Reproduce everything from the line containing "Objective — for every instance of the beige" down to the line containing "[[302, 255]]", putting "cardigan" in place of "sweater" and changing nothing else.

**Data shown**
◆ ◆ ◆ ◆ ◆ ◆ ◆
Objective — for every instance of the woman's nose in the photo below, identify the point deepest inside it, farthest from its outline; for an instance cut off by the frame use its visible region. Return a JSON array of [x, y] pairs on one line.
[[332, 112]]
◆ ◆ ◆ ◆ ◆ ◆ ◆
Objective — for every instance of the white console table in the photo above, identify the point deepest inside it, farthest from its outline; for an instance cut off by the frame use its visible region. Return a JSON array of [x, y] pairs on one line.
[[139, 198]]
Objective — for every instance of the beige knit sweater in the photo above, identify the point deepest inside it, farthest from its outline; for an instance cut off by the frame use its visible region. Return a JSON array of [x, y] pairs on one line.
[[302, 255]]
◆ ◆ ◆ ◆ ◆ ◆ ◆
**Exercise output**
Objective — for every instance of the beige knit cardigan in the photo above, identify the point deepest inside it, farthest from its outline; for an instance cut off by the frame use its visible region. Return a JSON array of [x, y] pairs on one line.
[[302, 255]]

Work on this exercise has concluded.